◆ TASK GOAL
Copy everything from the line containing "Could you please outline every instance of the steam" down to the end of the listing, requests included, and raise every polygon coordinate in the answers by 130.

◇ ◇ ◇ ◇

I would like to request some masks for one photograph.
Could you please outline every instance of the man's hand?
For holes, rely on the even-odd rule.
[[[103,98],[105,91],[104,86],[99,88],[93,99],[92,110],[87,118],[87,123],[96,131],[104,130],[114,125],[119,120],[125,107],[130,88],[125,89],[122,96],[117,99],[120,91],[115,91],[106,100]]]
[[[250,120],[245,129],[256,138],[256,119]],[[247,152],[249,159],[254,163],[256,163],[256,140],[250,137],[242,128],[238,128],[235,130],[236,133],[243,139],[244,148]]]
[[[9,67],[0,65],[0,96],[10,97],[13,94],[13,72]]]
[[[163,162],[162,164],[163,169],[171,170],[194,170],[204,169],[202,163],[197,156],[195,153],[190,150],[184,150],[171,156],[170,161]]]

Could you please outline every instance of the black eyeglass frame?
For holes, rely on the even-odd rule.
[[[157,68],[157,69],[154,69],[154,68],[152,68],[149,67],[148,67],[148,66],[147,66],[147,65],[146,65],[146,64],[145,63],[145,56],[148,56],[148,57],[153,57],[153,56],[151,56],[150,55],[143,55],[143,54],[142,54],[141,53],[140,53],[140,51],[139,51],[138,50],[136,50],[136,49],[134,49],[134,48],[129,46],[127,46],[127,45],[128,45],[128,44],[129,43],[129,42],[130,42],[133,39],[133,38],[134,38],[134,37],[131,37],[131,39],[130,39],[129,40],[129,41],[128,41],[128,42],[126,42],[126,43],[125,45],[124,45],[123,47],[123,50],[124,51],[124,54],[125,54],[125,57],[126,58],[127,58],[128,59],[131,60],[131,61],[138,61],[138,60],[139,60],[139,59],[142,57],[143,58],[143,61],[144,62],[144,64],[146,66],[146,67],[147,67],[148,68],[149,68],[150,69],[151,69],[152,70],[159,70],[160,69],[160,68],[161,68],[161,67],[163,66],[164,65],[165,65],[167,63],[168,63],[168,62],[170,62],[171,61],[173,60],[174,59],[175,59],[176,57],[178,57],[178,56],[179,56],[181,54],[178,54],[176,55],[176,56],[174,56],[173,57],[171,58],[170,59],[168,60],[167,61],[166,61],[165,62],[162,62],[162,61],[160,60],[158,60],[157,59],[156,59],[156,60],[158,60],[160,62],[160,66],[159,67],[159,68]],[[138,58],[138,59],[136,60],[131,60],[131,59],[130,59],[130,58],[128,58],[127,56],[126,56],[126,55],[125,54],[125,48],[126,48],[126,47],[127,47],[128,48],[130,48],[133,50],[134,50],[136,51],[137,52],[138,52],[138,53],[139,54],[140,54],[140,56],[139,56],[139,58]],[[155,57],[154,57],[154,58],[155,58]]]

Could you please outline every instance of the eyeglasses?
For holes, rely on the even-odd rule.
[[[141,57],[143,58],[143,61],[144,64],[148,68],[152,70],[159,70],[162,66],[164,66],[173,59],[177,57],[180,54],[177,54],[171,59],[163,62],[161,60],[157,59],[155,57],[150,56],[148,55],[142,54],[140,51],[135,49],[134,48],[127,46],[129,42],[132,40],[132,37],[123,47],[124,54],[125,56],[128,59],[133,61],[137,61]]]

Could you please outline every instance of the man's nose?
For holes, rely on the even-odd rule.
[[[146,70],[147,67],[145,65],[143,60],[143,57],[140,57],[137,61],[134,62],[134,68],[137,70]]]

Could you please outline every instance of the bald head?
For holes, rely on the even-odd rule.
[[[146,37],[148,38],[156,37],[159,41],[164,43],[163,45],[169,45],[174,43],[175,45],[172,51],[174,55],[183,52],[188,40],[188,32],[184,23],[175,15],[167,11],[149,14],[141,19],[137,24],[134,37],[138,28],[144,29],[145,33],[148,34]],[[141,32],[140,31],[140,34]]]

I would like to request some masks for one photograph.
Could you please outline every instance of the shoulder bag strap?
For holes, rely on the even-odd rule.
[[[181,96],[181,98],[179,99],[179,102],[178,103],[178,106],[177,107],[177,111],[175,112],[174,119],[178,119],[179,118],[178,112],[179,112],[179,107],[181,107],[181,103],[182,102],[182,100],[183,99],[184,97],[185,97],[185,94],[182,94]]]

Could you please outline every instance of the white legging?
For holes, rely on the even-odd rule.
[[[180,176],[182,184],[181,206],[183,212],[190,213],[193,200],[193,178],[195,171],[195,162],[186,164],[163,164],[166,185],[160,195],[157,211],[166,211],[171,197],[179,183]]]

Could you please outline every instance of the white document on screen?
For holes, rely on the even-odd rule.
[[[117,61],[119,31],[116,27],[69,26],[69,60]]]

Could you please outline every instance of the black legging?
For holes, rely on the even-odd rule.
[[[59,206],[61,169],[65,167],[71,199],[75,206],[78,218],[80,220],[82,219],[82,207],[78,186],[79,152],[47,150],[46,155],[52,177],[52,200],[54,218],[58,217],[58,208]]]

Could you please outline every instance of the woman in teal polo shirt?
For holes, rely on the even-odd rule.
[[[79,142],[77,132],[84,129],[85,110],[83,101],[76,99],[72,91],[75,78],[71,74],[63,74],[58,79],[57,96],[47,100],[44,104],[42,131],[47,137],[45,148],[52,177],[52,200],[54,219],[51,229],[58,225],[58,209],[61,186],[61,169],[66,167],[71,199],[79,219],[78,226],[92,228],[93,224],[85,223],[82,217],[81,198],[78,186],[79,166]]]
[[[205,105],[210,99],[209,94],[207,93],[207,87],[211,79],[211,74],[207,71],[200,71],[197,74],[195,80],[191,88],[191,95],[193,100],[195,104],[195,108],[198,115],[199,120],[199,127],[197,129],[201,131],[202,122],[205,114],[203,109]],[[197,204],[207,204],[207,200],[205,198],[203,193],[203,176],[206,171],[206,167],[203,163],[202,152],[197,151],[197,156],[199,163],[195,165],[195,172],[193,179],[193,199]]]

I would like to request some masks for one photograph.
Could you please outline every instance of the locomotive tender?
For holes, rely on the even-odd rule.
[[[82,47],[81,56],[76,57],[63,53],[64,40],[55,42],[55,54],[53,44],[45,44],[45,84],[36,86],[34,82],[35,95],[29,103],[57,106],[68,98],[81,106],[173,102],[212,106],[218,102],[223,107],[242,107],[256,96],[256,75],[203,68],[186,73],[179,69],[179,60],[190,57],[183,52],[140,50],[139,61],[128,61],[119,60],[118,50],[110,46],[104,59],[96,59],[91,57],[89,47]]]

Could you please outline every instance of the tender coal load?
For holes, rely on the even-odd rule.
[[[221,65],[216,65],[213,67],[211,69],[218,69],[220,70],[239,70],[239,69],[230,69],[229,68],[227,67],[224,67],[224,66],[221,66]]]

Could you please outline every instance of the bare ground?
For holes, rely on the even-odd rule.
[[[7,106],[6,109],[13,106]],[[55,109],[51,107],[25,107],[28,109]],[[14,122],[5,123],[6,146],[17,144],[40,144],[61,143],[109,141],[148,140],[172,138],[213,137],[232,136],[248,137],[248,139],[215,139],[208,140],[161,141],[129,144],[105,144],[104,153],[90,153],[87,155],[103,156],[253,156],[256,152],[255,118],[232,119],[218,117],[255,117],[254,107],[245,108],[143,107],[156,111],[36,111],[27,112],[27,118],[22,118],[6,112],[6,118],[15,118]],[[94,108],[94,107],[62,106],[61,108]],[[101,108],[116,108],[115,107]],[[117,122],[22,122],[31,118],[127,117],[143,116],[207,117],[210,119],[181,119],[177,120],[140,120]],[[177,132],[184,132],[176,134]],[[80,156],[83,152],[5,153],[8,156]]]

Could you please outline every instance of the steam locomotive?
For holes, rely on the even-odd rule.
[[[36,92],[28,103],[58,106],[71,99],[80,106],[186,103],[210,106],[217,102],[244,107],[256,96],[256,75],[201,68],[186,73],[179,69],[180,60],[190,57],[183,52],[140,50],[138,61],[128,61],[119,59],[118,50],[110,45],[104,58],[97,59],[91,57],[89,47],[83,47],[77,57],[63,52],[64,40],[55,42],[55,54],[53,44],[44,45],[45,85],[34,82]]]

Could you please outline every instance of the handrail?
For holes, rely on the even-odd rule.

◇ ◇ ◇ ◇

◆ RESPONSE
Could you please outline every instance of the steam locomotive?
For holes, rely on the even-odd rule.
[[[166,222],[158,233],[188,236],[201,229],[210,236],[316,233],[340,236],[347,232],[374,237],[386,226],[386,205],[331,198],[316,203],[309,199],[310,190],[320,187],[313,182],[270,180],[268,191],[258,191],[249,189],[248,180],[240,175],[234,188],[227,189],[221,187],[219,177],[213,177],[207,187],[193,182],[194,170],[185,172],[185,184],[183,174],[174,175],[175,215],[164,212]]]

Could you please outline every instance of the handrail?
For holes, rely on the even-odd rule.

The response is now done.